Outline labeling records:
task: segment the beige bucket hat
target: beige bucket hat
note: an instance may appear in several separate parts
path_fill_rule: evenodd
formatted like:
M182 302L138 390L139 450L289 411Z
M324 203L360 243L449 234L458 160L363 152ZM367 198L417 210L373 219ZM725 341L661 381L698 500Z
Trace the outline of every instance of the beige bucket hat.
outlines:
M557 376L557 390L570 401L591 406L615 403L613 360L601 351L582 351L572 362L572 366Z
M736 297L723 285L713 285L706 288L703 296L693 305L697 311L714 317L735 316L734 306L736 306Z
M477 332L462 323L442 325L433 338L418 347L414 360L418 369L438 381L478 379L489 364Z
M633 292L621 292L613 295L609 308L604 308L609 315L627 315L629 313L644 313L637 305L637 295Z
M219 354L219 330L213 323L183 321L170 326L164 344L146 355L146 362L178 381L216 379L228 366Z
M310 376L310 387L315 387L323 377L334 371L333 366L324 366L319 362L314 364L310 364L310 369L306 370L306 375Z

--

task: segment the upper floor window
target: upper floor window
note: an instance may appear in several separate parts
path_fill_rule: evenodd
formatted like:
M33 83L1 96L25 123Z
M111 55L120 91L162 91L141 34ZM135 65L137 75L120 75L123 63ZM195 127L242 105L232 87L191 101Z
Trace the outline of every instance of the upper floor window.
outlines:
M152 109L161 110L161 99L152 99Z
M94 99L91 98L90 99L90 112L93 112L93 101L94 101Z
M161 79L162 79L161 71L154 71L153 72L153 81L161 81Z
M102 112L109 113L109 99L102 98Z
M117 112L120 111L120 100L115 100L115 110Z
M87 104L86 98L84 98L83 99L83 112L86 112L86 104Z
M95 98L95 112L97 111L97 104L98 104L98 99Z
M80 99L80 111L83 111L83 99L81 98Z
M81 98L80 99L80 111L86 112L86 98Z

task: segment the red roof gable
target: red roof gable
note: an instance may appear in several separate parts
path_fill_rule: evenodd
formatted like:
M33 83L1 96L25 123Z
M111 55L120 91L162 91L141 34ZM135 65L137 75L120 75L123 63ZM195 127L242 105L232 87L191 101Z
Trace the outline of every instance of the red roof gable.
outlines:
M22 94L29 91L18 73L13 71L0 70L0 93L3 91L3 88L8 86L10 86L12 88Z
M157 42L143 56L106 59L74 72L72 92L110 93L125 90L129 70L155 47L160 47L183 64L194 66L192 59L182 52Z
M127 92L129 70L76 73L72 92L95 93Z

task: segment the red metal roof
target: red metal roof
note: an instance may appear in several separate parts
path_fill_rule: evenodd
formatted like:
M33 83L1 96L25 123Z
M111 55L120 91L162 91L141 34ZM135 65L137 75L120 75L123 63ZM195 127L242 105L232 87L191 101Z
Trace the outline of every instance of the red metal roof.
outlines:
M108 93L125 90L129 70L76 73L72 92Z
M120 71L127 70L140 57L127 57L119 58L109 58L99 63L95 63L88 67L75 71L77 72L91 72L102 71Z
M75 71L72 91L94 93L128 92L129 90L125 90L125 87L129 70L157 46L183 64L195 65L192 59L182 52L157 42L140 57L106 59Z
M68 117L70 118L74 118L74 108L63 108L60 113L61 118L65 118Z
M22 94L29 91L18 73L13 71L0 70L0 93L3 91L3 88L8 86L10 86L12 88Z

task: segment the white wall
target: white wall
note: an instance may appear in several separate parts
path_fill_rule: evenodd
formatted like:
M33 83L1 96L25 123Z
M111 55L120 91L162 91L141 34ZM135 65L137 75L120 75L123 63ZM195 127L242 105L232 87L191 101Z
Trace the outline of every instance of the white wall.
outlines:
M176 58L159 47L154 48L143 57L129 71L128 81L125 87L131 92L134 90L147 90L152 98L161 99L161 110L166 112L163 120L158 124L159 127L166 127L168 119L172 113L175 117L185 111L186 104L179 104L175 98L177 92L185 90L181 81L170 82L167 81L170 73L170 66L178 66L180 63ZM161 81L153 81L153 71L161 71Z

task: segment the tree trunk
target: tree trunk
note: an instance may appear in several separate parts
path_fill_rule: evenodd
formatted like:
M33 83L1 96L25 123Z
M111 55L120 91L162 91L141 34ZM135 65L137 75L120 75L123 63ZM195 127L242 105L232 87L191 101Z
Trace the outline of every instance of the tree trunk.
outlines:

**TO DO:**
Please count how many lines of the outline labeling records above contain the string "tree". Give only the number.

**WRITTEN REPLY:**
3